**Exercise aim:** An exact copy of every line from the one holding "Target: island in river" to the end of the entries below is required; leave the pictures out.

[[ Records for the task open ]]

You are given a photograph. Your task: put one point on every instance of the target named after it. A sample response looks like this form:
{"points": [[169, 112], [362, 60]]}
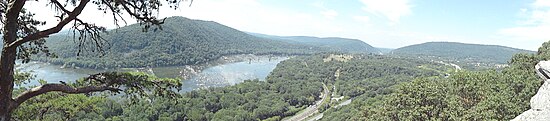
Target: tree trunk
{"points": [[7, 59]]}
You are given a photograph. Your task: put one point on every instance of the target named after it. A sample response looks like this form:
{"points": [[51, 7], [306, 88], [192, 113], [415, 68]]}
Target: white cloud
{"points": [[330, 14], [362, 19], [326, 12], [535, 27], [391, 9], [542, 3]]}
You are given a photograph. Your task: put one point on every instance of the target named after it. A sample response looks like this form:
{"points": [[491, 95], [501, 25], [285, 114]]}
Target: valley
{"points": [[232, 75]]}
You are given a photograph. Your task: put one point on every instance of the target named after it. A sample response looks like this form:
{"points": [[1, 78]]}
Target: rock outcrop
{"points": [[540, 103]]}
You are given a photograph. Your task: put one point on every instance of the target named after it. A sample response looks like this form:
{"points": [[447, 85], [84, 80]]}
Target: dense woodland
{"points": [[180, 41], [295, 84], [465, 95], [460, 51], [400, 86], [333, 43], [382, 88]]}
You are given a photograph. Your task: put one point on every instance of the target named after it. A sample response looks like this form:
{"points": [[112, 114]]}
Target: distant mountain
{"points": [[181, 41], [332, 43], [480, 53], [385, 50]]}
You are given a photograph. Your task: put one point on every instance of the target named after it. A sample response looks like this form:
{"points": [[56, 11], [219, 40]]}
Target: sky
{"points": [[521, 24]]}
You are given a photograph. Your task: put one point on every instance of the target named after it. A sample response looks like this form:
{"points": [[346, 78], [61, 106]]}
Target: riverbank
{"points": [[227, 70]]}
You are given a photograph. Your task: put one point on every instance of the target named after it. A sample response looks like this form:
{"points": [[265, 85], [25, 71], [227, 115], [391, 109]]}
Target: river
{"points": [[215, 76]]}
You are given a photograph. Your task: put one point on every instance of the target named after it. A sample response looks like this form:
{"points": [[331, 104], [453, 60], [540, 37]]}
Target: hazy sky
{"points": [[382, 23]]}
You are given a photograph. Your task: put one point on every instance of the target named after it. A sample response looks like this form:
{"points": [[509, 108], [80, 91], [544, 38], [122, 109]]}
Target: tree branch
{"points": [[61, 88], [45, 33]]}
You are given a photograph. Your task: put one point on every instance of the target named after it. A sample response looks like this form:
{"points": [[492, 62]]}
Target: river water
{"points": [[216, 76]]}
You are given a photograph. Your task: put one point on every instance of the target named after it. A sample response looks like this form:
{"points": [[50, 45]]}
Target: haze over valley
{"points": [[252, 60]]}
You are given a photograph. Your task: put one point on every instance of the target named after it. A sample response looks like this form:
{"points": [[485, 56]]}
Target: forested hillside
{"points": [[333, 43], [294, 85], [465, 95], [180, 41], [461, 51]]}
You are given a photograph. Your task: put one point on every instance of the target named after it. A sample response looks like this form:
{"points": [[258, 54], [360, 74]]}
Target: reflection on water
{"points": [[216, 76]]}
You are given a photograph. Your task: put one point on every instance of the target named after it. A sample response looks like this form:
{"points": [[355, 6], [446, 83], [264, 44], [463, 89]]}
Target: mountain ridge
{"points": [[456, 50], [334, 43]]}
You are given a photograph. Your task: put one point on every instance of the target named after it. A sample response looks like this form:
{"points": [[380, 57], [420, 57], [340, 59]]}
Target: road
{"points": [[311, 109]]}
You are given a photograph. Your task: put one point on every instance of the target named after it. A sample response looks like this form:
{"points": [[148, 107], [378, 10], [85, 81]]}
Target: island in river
{"points": [[228, 70]]}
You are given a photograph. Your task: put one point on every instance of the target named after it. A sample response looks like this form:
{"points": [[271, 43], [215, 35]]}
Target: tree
{"points": [[22, 38]]}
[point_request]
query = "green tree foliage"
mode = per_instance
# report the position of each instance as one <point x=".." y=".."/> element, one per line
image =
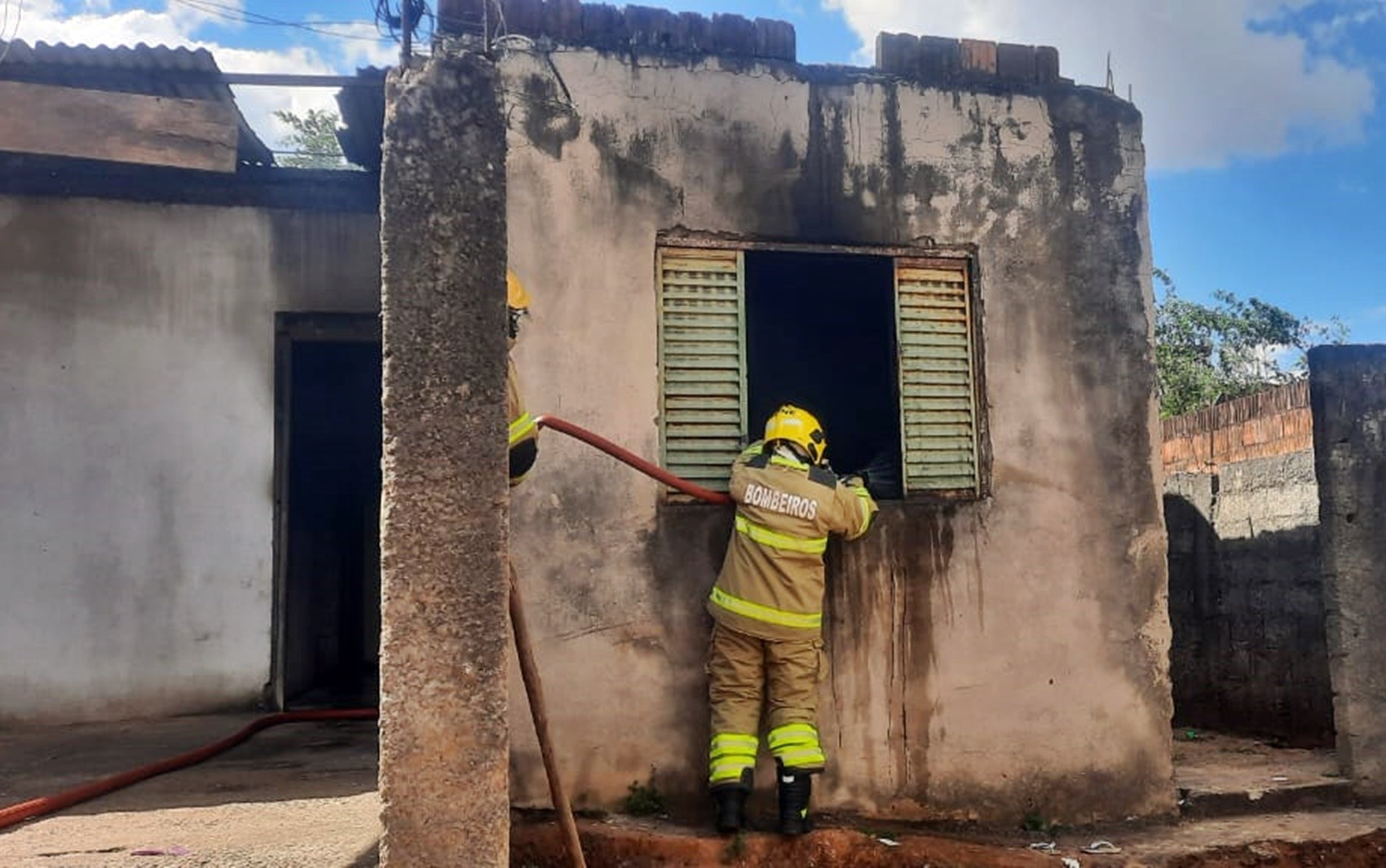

[[ Records for the task closed ]]

**Reply:**
Target: island in river
{"points": [[228, 70]]}
You are given a photograph. Your task: put one point on every instance of the target named after it. A sample response looks like this form:
{"points": [[271, 43], [215, 35]]}
Target: tree
{"points": [[22, 38]]}
[point_request]
query = "green tree foliage"
mode = per_instance
# report the position of each instance as one <point x=".." y=".."/> element, one per line
image =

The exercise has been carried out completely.